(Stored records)
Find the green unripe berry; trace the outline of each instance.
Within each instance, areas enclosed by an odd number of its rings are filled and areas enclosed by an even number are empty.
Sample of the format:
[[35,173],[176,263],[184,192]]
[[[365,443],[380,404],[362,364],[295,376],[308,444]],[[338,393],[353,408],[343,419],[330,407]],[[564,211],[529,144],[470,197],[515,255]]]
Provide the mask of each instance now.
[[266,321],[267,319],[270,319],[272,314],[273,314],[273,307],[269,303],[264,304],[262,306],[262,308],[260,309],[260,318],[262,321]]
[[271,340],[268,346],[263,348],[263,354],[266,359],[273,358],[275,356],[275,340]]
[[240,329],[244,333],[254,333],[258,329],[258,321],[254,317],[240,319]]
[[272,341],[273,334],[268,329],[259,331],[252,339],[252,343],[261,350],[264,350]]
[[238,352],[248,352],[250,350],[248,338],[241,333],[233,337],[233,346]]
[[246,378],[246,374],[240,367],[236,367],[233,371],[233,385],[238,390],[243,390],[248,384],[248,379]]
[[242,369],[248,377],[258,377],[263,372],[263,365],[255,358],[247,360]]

...

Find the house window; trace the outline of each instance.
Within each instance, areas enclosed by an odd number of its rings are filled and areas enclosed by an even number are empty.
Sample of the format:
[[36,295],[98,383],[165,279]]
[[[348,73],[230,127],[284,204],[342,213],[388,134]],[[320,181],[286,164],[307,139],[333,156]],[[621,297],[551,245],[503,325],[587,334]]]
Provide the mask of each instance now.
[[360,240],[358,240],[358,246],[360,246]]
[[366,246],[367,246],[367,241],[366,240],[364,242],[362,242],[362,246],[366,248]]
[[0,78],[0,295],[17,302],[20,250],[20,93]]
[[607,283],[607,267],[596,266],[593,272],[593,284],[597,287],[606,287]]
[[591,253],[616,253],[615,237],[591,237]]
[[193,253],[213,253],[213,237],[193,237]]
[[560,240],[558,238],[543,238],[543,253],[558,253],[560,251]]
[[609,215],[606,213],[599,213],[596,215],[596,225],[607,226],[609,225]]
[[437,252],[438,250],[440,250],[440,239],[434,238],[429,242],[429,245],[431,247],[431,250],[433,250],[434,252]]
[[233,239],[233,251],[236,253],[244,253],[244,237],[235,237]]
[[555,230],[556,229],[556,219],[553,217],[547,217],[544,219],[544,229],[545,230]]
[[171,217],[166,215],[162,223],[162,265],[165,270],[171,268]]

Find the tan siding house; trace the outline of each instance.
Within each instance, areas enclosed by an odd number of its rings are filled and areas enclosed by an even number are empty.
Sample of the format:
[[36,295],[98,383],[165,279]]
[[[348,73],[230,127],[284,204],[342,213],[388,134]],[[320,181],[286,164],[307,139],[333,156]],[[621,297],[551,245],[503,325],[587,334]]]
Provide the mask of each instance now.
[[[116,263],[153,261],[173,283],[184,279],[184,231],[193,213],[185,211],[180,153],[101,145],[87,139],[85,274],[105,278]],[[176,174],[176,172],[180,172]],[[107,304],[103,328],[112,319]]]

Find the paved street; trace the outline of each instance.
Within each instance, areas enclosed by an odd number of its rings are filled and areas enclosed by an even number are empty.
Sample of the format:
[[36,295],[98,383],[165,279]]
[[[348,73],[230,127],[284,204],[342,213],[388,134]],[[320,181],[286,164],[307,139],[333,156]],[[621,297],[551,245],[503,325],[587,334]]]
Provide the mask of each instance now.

...

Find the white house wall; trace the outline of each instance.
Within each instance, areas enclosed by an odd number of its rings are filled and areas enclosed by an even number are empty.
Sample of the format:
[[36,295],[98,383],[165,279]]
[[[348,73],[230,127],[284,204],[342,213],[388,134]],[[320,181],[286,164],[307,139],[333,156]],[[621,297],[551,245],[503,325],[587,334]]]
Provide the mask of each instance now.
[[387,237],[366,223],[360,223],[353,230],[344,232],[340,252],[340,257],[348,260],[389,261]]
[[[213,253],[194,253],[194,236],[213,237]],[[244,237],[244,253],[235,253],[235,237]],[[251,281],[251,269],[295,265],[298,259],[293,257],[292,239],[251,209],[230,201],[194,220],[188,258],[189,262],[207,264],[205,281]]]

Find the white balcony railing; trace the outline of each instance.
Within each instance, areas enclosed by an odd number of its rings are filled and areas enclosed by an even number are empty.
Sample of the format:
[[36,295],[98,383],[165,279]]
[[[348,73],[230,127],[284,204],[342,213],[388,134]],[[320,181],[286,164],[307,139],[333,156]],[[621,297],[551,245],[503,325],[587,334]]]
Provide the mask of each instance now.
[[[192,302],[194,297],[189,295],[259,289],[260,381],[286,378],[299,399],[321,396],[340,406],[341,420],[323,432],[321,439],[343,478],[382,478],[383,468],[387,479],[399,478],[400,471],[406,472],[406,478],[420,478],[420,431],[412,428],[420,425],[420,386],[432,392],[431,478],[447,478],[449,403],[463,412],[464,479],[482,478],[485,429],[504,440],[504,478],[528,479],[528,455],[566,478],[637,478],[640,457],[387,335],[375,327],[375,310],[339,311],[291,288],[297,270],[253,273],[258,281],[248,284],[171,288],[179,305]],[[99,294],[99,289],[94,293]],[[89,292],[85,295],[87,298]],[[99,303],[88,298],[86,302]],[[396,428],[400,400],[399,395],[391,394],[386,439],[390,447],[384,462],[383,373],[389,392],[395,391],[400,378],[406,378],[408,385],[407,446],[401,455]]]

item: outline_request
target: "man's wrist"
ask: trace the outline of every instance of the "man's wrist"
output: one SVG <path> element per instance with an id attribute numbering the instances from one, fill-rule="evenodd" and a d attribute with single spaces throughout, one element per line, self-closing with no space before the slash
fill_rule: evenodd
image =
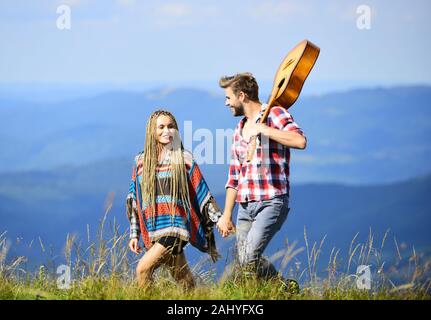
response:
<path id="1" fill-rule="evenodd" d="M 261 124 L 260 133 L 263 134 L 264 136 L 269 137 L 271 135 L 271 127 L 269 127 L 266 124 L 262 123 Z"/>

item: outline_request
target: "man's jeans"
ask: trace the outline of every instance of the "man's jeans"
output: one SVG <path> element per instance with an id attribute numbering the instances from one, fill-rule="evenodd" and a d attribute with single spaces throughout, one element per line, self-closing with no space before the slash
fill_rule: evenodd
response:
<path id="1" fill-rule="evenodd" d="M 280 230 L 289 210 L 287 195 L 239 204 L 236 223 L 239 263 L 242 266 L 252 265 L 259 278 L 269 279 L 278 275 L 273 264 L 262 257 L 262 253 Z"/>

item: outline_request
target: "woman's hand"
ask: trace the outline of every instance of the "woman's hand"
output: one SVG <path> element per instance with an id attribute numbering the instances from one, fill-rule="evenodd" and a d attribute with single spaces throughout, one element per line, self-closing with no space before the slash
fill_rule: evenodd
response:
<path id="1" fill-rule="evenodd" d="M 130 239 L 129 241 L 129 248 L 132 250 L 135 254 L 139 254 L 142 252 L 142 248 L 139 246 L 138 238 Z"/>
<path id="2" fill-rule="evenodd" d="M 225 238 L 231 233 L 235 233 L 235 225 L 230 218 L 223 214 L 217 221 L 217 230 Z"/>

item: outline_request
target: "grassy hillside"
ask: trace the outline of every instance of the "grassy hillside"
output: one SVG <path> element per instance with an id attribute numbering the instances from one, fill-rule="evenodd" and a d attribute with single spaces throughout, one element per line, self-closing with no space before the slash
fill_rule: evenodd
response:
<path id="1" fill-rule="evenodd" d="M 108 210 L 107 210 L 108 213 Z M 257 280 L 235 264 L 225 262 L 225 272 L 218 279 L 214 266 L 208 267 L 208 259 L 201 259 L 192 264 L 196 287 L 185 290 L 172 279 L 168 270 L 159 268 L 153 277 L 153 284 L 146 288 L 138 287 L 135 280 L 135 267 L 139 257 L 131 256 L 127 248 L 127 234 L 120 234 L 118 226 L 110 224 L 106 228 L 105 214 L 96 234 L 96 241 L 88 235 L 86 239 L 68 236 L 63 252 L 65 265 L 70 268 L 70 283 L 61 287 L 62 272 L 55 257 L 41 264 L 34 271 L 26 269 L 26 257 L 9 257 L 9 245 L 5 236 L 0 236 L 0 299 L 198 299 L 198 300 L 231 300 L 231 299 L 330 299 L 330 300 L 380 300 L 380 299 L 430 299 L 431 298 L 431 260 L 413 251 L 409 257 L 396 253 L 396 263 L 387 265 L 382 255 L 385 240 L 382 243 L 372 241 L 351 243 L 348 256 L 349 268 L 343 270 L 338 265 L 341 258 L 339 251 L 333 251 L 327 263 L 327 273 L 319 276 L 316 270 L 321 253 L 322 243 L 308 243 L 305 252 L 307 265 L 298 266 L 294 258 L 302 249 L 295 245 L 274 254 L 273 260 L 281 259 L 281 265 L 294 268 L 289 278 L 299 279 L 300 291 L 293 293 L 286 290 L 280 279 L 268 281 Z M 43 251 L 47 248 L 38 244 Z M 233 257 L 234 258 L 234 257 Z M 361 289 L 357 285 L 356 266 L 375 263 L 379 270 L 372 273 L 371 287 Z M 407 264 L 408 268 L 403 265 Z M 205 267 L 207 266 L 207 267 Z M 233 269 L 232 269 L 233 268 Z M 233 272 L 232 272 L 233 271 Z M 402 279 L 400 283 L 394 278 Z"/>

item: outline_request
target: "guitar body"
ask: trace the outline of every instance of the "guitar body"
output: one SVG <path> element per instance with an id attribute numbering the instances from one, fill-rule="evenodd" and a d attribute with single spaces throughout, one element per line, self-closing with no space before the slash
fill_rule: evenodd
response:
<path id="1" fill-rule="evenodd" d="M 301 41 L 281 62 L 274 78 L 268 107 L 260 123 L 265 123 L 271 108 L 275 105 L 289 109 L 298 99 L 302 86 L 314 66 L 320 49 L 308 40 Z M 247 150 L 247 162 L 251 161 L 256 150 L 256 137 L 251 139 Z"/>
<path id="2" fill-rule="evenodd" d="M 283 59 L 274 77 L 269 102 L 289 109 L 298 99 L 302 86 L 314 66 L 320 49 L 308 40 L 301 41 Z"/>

_Task brief_
Search the data above for the word "trace". Copy each line it is in.

_Reply_
Find the green unripe berry; trace the outline of each instance.
Find the house window; trace the outline of each instance.
Find the tan siding house; trace the outline of each instance.
Find the paved street; trace the outline of each instance.
Find the white house wall; trace the outline of each instance.
Find the white balcony railing; trace the outline of each instance.
ask: trace the outline of every instance of the "man's wrist"
ask: trace the outline of every instance of the "man's jeans"
ask: trace the outline of every instance of the "woman's hand"
ask: trace the outline of every instance of the "grassy hillside"
ask: trace the outline of every instance of the "guitar body"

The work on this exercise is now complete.